— Passage —

==*==

ARTICLE | doi:10.20944/preprints202209.0002.v1
Subject: Medicine & Pharmacology, Pediatrics Keywords: COVID-19; vaccine hesitancy; children; pediatrics; public health
Online: 1 September 2022 (02:25:22 CEST)
Background: This study describes the attitudes and practices of Brazilian adults regarding the mandatory vaccination for COVID-19 and the hesitancy to children´s vaccination. Methods: The participants answered an online questionnaire disseminated on social networks. An adaptation of the SAGE-WG questionnaire was used to measure the children's vaccination hesitancy. Results: Among 1,007 participants, 677 (67.4%) believed that vaccination for COVID-19 among adults should be mandatory. Just over half of the participants (51.5%) believe that parents and guardians should be free to decide whether their children should be vaccinated against COVID-19, and 9.1% were unsure about this. Younger, non-religious people who have higher self-perceptions of risk for COVID-19, and who evaluate the federal government's performance in combating the disease as bad or very bad, have a higher agreement with mandatory vaccination, a lower agreement that parents and guardians should be free to vaccinate their children, and lower child vaccination hesitancy scores. Conclusion: In Brazil, mandatory COVID-19 vaccination for adults is far from a consensus, and an expressive part of the population believes that parents and guardians should be free to choose whether or not to vaccinate their children. These perceptions and vaccine hesitancy for children are associated with religious and political inclinations.

==*==

— What is needed —
Copy the stretch of the COVID-19 vaccination abstract from "ARTICLE | doi:10.20944/preprints202209.0002.v1" through "2022 (02:25:22 CEST)", word for word.

==*==

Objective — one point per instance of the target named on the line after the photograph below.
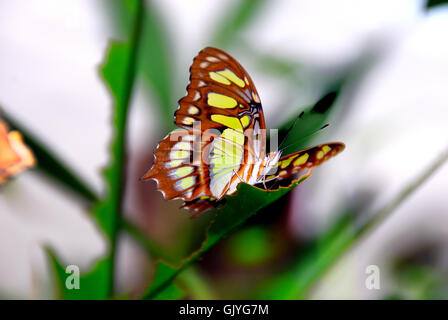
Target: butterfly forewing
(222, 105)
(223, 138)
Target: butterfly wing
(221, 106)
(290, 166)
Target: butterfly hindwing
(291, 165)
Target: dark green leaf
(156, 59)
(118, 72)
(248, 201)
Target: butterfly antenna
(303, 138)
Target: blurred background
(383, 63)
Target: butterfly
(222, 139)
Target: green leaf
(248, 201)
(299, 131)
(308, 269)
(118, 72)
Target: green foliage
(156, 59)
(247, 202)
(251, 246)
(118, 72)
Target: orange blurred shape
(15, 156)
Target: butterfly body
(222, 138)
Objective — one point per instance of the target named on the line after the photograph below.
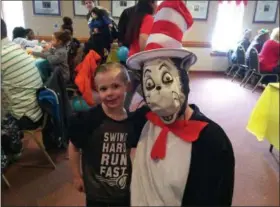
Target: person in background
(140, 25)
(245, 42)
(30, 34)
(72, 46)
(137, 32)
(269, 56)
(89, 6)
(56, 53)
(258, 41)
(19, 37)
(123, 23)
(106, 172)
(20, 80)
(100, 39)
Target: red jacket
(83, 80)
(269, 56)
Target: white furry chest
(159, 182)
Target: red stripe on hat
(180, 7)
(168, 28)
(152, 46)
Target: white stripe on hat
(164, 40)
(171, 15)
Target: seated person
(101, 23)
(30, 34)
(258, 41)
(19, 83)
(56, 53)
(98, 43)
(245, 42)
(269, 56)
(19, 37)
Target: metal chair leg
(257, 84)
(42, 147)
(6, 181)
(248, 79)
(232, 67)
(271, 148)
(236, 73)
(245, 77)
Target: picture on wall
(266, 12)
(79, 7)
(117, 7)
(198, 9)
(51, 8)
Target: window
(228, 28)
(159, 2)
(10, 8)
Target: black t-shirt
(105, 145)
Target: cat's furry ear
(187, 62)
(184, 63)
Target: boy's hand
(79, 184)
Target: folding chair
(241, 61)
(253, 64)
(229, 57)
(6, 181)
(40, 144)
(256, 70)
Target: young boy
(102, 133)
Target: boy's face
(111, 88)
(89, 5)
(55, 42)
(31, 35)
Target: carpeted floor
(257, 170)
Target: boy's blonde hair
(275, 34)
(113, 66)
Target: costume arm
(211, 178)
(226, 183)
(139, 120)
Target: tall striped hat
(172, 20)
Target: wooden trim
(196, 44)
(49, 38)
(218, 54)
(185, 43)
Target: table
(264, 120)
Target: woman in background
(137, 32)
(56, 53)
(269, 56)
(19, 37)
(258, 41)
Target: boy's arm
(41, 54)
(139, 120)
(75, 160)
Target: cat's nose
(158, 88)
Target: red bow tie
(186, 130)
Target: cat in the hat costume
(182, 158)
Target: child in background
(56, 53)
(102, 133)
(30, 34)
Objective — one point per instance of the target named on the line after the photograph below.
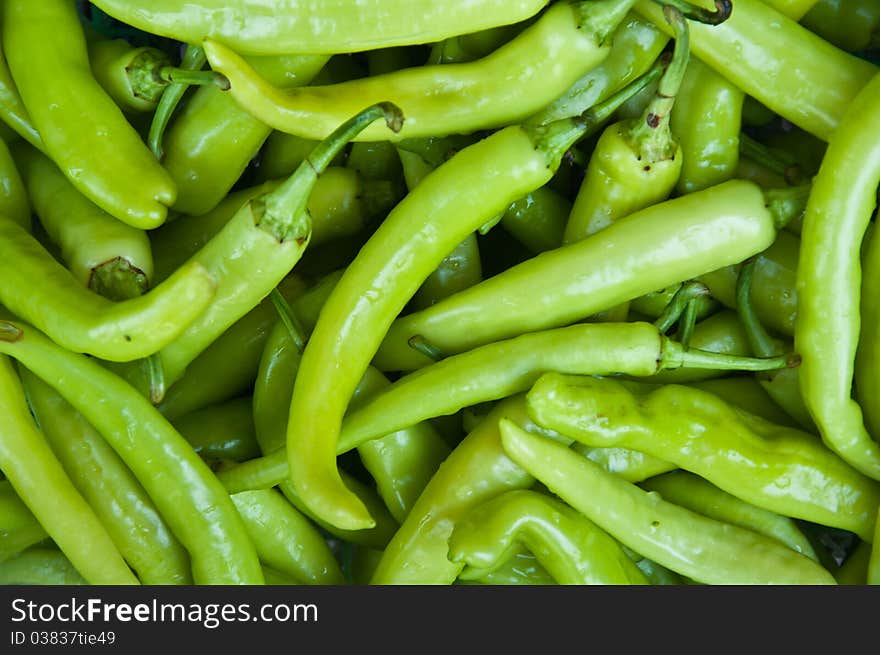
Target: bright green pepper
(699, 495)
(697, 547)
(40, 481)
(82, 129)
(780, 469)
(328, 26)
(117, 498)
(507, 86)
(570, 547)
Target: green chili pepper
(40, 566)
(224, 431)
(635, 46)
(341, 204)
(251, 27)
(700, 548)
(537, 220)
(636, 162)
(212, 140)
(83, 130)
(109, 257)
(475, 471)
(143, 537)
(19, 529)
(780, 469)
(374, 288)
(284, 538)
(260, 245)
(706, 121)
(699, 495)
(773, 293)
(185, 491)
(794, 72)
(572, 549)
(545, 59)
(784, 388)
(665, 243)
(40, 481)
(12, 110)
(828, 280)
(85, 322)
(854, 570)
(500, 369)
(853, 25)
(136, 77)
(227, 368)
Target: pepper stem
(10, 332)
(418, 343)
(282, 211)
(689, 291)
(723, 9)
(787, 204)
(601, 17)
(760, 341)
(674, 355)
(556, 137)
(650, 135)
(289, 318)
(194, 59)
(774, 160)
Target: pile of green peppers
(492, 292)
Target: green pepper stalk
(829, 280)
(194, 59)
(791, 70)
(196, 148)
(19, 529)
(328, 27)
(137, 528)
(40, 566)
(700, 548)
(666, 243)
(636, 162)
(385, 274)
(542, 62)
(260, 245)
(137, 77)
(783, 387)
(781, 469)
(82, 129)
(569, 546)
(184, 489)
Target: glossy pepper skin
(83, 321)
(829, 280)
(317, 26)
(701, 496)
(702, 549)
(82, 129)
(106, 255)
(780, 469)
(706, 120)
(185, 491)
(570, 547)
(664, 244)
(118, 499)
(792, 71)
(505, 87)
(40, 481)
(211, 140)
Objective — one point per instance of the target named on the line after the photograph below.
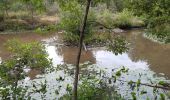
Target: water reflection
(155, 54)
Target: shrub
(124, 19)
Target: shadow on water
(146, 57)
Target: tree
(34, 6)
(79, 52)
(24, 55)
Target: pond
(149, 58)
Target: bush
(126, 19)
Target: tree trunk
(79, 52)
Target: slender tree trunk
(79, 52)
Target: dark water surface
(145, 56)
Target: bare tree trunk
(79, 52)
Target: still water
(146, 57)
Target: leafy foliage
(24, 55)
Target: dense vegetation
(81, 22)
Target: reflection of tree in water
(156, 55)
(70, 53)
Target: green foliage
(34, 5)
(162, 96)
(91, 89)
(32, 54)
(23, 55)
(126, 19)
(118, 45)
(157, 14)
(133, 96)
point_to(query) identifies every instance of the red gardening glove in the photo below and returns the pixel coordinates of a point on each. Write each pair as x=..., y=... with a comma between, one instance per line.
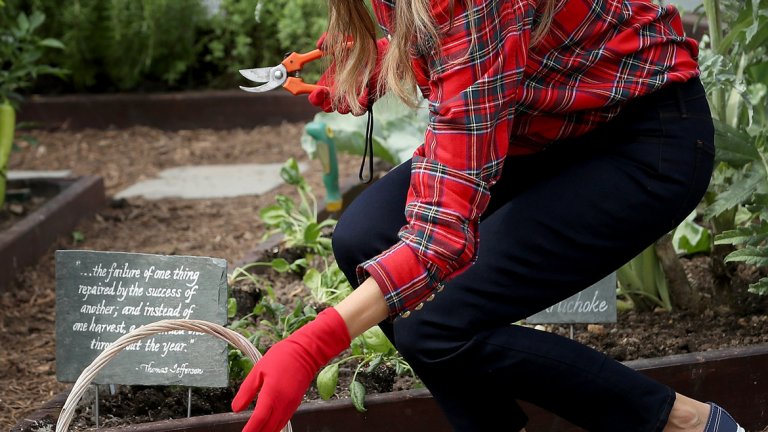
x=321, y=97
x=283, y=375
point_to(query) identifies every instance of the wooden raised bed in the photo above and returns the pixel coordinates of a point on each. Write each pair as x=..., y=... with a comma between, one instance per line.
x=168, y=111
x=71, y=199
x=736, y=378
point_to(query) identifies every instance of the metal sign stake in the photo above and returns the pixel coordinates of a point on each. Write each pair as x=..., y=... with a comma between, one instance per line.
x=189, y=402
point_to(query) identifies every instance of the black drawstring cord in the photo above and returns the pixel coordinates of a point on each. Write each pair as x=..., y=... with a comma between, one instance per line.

==*==

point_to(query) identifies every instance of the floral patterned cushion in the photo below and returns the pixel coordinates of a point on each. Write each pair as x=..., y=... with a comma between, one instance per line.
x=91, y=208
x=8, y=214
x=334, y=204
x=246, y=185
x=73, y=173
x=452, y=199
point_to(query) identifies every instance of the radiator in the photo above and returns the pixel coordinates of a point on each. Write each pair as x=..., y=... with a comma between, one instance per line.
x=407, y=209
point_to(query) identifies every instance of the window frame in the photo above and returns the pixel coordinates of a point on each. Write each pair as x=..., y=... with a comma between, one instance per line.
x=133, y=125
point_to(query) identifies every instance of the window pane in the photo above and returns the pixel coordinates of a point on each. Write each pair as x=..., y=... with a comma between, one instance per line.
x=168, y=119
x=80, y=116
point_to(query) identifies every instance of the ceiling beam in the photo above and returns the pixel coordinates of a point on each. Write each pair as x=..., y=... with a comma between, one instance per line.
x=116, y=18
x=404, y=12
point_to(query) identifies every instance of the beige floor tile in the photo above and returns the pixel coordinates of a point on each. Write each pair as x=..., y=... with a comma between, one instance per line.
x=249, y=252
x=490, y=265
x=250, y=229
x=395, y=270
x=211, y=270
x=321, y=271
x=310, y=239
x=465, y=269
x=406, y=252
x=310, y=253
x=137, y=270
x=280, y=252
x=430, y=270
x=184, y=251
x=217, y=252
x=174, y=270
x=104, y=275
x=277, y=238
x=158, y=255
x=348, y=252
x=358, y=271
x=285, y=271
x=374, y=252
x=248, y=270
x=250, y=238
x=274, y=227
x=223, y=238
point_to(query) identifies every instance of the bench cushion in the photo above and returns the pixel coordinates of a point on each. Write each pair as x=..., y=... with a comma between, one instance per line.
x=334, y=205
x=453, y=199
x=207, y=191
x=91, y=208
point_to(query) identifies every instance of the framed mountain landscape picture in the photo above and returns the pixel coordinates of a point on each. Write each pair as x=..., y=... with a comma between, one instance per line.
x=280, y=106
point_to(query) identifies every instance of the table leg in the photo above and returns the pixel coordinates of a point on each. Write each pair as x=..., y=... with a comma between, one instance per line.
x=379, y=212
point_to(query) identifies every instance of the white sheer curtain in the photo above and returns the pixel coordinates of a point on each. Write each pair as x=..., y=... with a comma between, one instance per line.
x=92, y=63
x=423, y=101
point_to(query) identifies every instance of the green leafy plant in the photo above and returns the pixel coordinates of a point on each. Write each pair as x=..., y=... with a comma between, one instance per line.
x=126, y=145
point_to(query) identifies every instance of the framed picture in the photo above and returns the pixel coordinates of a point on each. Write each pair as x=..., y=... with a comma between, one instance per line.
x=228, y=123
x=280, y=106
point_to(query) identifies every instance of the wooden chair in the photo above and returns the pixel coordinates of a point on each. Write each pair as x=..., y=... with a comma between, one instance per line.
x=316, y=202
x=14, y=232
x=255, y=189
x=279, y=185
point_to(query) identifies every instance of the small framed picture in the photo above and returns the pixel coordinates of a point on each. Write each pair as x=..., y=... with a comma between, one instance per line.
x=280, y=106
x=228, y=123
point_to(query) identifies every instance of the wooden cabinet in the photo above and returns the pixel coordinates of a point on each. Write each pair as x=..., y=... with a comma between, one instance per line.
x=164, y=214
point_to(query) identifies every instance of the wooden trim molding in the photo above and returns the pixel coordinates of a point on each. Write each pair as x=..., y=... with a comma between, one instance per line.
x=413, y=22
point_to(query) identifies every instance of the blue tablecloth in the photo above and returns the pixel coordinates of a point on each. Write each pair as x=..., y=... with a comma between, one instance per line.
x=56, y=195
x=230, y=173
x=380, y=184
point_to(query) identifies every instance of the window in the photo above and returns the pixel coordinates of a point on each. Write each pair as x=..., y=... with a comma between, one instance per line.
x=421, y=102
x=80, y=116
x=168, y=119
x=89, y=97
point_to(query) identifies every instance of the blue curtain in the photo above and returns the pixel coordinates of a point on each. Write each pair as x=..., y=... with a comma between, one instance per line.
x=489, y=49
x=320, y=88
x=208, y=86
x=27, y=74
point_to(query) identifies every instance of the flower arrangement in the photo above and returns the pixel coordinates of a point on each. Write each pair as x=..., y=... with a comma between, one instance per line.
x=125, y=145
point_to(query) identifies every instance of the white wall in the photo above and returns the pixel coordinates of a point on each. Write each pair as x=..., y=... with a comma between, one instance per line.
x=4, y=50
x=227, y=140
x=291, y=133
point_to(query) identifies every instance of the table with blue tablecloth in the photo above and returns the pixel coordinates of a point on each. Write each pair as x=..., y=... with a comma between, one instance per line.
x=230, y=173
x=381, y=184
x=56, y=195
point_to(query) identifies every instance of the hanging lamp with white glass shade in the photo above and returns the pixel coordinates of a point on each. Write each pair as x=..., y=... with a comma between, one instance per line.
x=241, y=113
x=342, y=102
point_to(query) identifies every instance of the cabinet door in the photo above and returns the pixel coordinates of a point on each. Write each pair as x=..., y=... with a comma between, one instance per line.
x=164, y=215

==*==

— Answer section —
ARTICLE | doi:10.20944/preprints202209.0002.v1
Subject: Medicine & Pharmacology, Pediatrics Keywords: COVID-19; vaccine hesitancy; children; pediatrics; public health
Online: 1 September 2022 (02:25:22 CEST)